» **Exercise prompt**
Output the lines of the listing below as a JSON list of strings, one string per line with blank lines omitted, starting at the line containing "Reviewer note. Check that each instance of the dark hardwood" and ending at the line containing "[(35, 325)]". Include only those lines.
##### Entries supplied
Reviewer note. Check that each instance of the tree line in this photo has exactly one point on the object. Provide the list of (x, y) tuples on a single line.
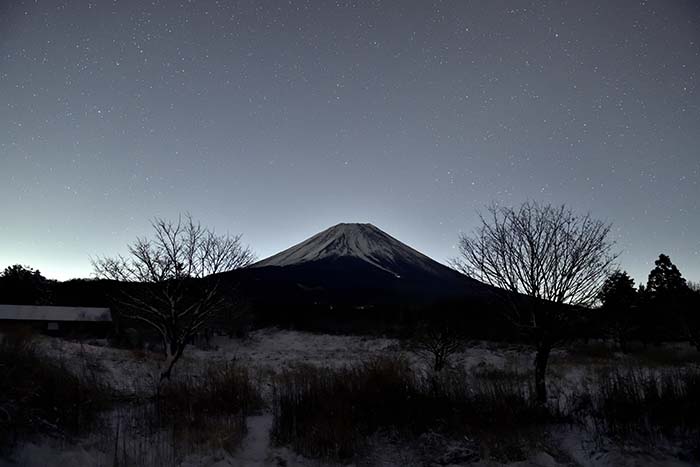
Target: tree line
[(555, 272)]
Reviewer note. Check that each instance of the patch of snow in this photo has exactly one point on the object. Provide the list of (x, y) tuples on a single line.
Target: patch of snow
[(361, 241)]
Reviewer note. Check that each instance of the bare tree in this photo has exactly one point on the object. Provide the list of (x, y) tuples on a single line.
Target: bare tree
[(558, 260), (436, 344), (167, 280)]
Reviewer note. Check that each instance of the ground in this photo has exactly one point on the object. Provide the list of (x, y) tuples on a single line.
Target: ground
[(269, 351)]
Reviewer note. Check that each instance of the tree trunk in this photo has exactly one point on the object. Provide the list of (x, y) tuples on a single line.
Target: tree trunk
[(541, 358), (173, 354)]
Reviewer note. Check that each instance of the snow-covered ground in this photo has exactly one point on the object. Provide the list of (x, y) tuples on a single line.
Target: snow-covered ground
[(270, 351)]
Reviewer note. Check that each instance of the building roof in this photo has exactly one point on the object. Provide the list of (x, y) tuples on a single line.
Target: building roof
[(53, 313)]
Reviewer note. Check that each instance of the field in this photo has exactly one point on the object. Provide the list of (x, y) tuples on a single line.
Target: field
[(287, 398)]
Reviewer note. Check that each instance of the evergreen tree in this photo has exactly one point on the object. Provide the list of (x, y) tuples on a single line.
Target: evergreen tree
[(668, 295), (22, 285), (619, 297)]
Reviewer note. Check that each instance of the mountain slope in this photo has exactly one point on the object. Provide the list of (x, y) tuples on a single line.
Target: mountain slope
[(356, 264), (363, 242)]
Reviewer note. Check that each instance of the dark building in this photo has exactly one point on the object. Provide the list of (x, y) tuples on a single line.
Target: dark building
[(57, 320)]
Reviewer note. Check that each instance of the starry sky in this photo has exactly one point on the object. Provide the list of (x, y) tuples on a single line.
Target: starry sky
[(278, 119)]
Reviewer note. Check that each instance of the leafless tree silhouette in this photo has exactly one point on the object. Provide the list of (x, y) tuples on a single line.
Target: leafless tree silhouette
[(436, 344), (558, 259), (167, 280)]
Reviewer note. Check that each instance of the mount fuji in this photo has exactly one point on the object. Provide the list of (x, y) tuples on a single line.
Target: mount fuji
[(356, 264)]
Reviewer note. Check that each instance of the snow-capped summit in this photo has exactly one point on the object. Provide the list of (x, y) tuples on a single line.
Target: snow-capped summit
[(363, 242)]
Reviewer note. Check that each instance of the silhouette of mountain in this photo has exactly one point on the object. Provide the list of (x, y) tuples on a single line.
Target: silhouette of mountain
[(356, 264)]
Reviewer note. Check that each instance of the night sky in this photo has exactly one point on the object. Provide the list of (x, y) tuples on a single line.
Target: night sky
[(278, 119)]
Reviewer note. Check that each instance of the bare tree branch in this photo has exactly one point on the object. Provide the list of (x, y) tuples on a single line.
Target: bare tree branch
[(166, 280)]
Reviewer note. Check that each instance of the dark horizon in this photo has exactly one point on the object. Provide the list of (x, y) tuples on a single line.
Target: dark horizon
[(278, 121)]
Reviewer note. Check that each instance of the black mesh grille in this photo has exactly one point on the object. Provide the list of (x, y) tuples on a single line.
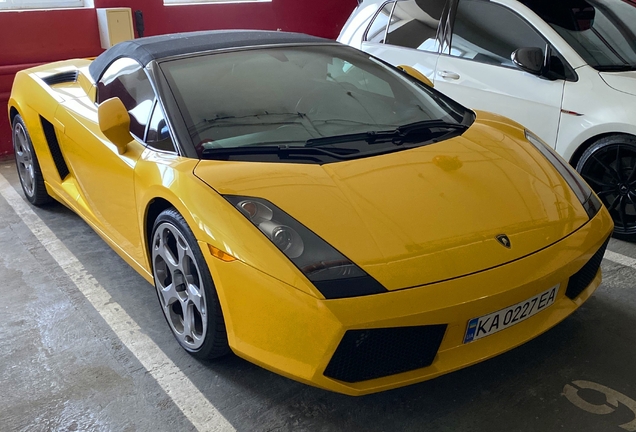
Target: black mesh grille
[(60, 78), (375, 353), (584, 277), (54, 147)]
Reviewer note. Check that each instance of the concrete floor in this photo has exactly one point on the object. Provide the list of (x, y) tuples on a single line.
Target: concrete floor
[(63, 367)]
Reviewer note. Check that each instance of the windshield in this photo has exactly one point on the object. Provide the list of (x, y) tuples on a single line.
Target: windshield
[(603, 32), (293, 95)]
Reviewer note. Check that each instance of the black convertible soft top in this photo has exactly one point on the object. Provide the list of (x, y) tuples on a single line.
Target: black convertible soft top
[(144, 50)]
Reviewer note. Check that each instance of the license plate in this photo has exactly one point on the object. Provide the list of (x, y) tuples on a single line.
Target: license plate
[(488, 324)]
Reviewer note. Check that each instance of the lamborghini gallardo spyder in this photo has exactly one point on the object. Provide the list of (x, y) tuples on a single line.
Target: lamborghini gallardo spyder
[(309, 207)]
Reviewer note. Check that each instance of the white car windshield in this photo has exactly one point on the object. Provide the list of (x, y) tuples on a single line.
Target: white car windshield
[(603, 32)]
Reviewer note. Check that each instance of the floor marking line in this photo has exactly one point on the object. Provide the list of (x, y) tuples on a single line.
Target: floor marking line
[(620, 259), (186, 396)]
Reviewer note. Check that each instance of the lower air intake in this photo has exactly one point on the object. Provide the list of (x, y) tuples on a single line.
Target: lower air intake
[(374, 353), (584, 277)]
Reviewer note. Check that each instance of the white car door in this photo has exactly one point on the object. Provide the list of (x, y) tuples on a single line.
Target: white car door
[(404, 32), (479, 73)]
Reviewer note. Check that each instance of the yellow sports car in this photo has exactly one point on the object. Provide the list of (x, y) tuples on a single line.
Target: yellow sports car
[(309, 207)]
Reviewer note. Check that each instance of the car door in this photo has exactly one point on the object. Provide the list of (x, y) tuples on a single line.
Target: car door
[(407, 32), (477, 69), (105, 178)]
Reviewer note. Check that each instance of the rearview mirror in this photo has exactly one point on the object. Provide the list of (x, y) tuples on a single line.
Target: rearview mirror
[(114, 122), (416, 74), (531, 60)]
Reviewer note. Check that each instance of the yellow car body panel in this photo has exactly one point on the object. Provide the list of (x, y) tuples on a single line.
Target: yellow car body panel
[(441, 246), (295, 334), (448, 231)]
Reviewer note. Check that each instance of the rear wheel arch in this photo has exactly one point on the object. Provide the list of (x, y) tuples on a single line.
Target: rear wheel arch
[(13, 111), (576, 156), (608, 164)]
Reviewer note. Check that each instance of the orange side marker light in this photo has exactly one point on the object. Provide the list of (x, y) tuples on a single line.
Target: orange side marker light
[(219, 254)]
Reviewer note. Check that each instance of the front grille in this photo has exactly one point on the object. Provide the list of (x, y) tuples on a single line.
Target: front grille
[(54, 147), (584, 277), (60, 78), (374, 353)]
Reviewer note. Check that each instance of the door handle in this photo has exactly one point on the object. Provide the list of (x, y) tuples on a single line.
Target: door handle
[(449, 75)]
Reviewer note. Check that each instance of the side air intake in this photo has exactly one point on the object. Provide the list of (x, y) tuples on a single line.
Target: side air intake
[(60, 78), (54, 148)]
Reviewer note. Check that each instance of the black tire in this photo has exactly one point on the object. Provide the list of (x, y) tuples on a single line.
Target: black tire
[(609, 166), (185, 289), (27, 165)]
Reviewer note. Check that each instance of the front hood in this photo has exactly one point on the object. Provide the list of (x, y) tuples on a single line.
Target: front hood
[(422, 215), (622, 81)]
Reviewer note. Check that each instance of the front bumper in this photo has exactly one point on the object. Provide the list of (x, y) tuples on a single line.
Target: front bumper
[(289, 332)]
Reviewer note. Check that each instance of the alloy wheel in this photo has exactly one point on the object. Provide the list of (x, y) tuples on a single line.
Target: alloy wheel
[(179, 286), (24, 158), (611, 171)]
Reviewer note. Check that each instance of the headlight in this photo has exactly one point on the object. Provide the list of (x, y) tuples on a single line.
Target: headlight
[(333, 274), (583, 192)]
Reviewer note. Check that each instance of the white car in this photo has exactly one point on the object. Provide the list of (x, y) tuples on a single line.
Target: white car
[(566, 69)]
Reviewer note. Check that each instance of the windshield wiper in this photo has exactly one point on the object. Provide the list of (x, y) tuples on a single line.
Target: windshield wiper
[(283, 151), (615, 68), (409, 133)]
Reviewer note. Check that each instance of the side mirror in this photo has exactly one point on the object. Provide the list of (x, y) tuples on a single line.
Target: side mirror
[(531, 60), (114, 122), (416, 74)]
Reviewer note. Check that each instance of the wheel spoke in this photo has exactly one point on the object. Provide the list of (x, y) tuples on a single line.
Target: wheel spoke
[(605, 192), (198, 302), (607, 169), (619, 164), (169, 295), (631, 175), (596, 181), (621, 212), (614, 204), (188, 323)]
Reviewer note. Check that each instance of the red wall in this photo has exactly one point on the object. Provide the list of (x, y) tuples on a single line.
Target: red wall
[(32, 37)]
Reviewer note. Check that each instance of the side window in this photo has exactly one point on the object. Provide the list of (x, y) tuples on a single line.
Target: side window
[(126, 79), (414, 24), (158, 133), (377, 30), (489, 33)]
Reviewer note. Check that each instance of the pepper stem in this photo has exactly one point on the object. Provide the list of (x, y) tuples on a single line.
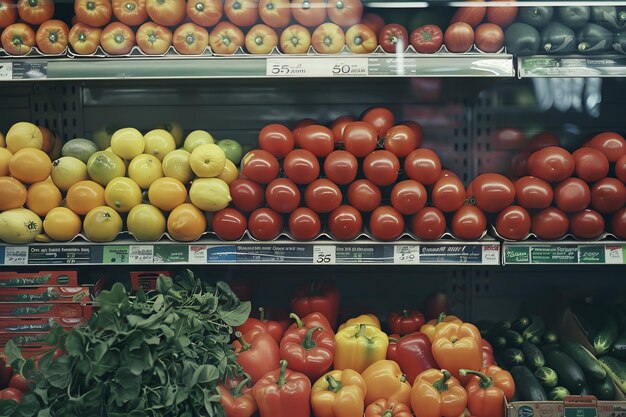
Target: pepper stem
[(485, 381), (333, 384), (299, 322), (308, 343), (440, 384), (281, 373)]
##########
##### Entries supplied
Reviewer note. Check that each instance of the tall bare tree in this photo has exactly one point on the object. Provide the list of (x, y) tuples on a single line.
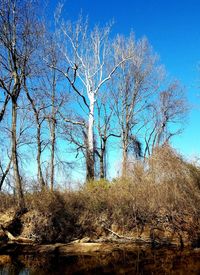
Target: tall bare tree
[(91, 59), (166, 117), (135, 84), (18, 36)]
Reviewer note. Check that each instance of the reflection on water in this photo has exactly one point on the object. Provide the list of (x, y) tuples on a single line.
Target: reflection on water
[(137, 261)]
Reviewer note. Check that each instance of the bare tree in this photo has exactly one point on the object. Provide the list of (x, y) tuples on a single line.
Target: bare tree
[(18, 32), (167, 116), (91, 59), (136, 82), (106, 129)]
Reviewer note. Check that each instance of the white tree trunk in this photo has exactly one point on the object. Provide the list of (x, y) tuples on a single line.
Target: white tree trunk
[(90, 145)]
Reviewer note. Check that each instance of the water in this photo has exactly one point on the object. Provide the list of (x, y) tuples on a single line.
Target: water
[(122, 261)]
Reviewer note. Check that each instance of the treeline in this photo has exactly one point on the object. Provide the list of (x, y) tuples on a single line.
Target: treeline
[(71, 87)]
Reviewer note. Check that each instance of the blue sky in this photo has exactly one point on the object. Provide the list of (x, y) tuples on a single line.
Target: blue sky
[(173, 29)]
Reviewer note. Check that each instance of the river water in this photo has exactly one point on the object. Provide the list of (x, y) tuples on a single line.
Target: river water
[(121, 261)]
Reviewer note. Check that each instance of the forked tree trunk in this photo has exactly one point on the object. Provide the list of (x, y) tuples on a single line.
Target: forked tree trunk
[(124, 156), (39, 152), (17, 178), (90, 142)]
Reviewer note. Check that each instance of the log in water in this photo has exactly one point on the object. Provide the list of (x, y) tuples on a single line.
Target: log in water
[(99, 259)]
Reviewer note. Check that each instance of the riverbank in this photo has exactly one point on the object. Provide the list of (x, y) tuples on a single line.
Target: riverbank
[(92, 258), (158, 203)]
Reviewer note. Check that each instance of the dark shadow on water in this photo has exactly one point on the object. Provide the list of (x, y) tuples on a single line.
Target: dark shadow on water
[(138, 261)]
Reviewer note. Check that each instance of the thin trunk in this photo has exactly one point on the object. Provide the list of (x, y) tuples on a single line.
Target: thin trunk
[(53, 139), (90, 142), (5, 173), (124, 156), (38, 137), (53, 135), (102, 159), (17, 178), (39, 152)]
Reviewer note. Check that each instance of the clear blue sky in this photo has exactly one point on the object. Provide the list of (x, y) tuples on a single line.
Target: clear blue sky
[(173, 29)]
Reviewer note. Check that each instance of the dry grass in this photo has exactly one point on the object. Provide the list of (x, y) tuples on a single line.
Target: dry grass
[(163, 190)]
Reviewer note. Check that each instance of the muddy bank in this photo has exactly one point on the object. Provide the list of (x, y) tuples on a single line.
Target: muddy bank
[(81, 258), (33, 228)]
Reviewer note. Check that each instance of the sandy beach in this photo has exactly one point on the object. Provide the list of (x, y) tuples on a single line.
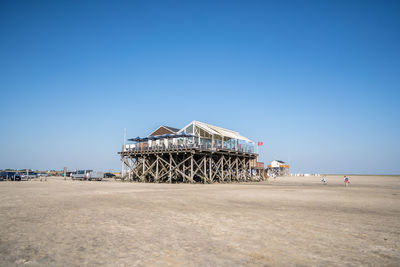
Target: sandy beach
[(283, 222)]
##########
##### Entries supplied
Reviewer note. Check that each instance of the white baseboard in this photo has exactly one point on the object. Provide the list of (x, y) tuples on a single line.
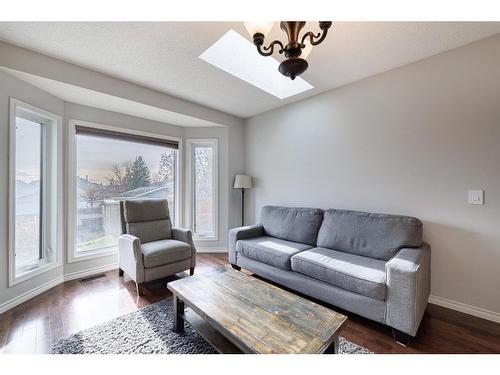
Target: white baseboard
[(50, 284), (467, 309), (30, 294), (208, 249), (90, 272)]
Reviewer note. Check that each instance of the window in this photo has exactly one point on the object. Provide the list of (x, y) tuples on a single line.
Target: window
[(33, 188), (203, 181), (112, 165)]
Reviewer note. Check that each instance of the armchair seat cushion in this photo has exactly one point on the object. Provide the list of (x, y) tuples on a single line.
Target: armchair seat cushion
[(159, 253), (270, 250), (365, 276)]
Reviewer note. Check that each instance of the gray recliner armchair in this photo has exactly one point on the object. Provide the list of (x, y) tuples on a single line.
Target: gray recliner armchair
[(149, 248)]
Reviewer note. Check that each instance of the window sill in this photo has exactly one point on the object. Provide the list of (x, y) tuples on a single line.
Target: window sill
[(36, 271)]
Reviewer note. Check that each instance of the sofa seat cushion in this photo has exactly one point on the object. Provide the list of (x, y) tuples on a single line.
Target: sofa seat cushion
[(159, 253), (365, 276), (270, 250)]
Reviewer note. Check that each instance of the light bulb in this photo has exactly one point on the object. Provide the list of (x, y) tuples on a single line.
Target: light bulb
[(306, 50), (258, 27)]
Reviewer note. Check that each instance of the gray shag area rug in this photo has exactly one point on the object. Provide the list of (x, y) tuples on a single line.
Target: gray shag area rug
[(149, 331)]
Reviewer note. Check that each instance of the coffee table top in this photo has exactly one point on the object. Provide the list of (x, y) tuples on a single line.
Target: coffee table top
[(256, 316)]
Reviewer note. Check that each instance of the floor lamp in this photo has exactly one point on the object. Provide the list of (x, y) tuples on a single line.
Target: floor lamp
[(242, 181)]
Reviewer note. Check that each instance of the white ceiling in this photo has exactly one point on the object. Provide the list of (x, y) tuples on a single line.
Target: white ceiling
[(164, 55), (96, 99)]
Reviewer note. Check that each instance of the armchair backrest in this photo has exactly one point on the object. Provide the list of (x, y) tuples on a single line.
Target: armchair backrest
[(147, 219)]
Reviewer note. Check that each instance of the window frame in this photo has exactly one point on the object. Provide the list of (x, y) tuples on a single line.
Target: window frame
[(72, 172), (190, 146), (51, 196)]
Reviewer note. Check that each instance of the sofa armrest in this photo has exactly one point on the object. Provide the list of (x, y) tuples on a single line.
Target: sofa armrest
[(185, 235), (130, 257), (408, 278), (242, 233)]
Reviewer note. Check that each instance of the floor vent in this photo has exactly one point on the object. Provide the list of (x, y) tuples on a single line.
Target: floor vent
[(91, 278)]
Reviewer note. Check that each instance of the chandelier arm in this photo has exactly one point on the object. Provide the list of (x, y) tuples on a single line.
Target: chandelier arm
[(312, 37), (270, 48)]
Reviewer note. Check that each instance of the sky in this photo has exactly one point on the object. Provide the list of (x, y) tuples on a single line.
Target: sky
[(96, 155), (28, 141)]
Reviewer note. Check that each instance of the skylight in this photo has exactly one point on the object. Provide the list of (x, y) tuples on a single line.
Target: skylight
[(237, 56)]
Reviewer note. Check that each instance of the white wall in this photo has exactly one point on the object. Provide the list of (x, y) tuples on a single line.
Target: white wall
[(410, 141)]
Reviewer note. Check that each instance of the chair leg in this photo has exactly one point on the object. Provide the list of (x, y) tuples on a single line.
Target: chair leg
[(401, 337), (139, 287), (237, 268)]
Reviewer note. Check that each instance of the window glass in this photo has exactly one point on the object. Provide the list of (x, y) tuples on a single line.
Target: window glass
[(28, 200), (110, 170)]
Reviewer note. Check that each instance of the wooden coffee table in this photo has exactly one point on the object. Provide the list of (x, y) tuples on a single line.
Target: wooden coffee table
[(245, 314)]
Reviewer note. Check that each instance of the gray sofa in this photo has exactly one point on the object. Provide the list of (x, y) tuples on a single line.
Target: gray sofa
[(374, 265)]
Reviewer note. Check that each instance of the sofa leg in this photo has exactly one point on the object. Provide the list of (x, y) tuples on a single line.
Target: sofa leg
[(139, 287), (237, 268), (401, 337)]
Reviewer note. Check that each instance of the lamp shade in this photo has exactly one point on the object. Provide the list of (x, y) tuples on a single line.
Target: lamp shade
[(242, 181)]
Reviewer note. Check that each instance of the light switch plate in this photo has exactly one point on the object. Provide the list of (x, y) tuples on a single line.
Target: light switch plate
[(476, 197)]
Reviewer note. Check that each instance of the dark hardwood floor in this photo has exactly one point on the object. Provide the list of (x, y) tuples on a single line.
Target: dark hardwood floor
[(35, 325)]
##########
» **Response**
[
  "Reviewer note. Check that each instance of the dark hardwood floor in this photo has exactly one point on the object. Provide the list of (x, y) tuples on a single line.",
  "Target: dark hardwood floor",
  "[(35, 325)]"
]